_PROBLEM REQUIREMENTS_. Return, exactly, the line that contains "For full credit, report the bounding box of the green" together with all lines after it to the end of the entries, and no further lines.

<<<<

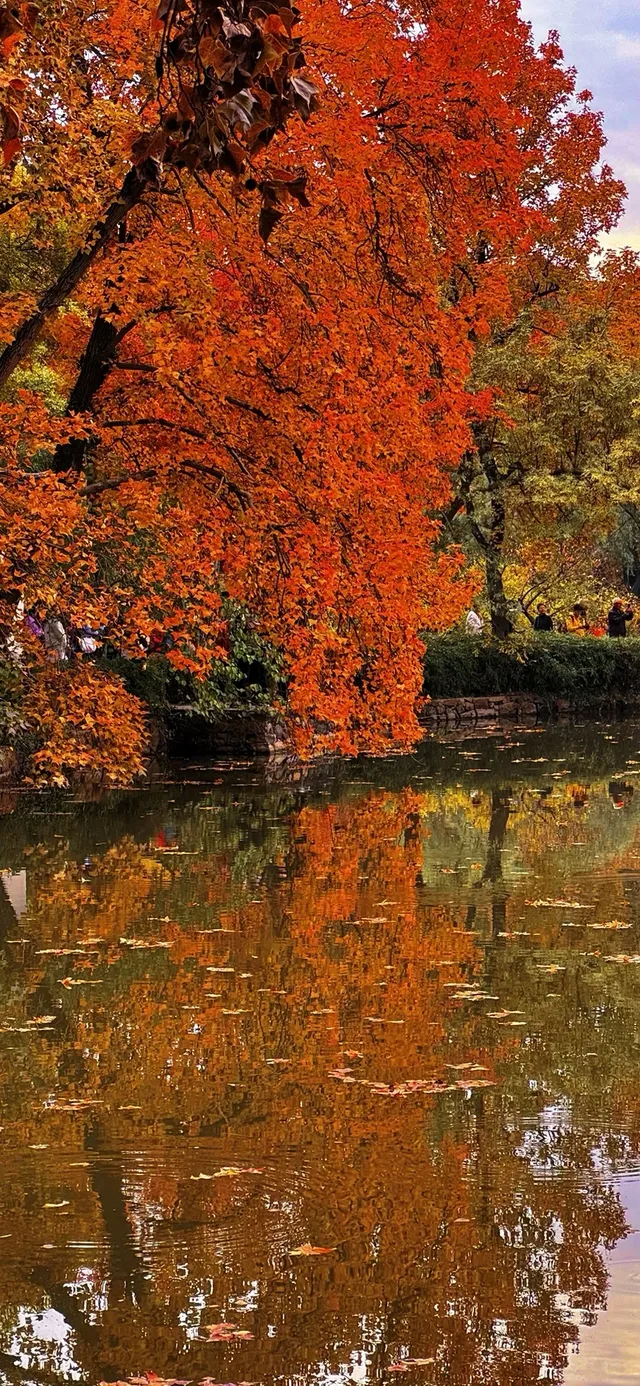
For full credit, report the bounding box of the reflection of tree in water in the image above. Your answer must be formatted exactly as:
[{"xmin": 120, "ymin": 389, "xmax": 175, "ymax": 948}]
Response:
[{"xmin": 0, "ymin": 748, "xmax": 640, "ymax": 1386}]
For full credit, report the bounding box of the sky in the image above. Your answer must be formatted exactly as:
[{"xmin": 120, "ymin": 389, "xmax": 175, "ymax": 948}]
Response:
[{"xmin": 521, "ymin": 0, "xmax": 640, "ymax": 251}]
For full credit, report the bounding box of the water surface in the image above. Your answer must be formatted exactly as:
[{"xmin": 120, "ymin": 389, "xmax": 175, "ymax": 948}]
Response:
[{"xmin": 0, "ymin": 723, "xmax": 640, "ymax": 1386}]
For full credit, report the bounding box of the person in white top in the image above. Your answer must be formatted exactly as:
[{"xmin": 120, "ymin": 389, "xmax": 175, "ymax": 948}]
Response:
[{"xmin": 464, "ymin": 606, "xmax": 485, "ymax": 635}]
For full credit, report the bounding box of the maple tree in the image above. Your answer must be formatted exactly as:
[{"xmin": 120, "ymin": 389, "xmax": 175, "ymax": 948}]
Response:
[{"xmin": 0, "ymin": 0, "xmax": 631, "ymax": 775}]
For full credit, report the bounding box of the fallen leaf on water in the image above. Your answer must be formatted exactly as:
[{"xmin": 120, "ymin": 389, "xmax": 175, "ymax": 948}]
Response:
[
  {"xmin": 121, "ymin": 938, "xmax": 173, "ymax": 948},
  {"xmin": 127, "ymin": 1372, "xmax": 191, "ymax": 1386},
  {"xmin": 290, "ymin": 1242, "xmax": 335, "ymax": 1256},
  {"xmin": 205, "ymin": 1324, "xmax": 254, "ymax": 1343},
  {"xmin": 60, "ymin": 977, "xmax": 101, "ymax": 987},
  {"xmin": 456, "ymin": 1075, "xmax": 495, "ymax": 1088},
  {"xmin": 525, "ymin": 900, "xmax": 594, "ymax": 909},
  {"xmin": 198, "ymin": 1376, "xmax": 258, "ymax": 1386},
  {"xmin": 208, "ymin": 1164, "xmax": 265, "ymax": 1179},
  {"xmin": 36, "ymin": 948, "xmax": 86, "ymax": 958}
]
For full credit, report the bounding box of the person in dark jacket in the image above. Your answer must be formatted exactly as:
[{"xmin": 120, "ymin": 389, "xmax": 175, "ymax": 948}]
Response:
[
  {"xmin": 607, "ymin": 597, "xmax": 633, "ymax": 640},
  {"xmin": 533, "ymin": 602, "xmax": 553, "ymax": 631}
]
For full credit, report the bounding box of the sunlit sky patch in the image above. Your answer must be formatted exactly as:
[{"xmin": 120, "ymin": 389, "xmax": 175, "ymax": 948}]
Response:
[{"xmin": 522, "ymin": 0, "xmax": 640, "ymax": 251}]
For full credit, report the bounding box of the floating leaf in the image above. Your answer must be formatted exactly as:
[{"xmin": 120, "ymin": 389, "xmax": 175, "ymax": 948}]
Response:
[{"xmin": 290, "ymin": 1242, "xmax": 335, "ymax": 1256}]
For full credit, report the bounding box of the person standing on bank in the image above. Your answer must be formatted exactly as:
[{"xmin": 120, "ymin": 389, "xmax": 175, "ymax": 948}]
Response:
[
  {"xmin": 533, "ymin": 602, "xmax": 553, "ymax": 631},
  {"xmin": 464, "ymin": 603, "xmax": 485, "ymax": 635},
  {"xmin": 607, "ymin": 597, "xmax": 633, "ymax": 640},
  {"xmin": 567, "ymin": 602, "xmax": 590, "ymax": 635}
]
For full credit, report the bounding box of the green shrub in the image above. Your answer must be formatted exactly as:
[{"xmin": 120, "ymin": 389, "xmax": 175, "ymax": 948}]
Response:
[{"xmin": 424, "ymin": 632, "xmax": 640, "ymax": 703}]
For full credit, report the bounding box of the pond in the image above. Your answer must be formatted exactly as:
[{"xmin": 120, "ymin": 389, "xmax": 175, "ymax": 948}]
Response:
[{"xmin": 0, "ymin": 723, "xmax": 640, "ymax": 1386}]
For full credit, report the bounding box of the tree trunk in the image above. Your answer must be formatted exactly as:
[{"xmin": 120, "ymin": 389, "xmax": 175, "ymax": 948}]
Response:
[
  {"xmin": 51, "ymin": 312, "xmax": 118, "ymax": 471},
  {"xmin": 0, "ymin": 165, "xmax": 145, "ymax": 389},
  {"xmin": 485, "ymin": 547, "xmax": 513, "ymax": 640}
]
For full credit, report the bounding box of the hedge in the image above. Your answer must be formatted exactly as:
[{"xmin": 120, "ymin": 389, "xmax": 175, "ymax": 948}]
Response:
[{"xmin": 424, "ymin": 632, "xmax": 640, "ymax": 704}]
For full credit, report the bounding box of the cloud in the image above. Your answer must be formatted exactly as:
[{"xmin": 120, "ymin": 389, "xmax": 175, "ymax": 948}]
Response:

>>>>

_EXERCISE OUTPUT_.
For full credit, report the bounding box of the green shrub in the image above. Your answer must be formatted exactly as:
[{"xmin": 120, "ymin": 389, "xmax": 175, "ymax": 948}]
Response:
[{"xmin": 424, "ymin": 632, "xmax": 640, "ymax": 703}]
For full credit, report the bounding box of the pond in the image above. Your answer must be formatted exactly as:
[{"xmin": 120, "ymin": 389, "xmax": 175, "ymax": 948}]
Response:
[{"xmin": 0, "ymin": 723, "xmax": 640, "ymax": 1386}]
For full credit, report the bounding box of the tree trunk in the image above. Your answer must be formatted exactly as:
[{"xmin": 120, "ymin": 389, "xmax": 175, "ymax": 948}]
Response:
[
  {"xmin": 51, "ymin": 312, "xmax": 118, "ymax": 471},
  {"xmin": 0, "ymin": 165, "xmax": 145, "ymax": 389},
  {"xmin": 485, "ymin": 547, "xmax": 513, "ymax": 640}
]
For full credit, report the bounding box of the hedge in the image above. Your answer must be formatted exactly as:
[{"xmin": 120, "ymin": 389, "xmax": 175, "ymax": 948}]
Response:
[{"xmin": 424, "ymin": 632, "xmax": 640, "ymax": 704}]
For full credit, report the bounding box of the cloud in the image above. Your answer must be formatted exactly as:
[{"xmin": 120, "ymin": 389, "xmax": 175, "ymax": 948}]
Response:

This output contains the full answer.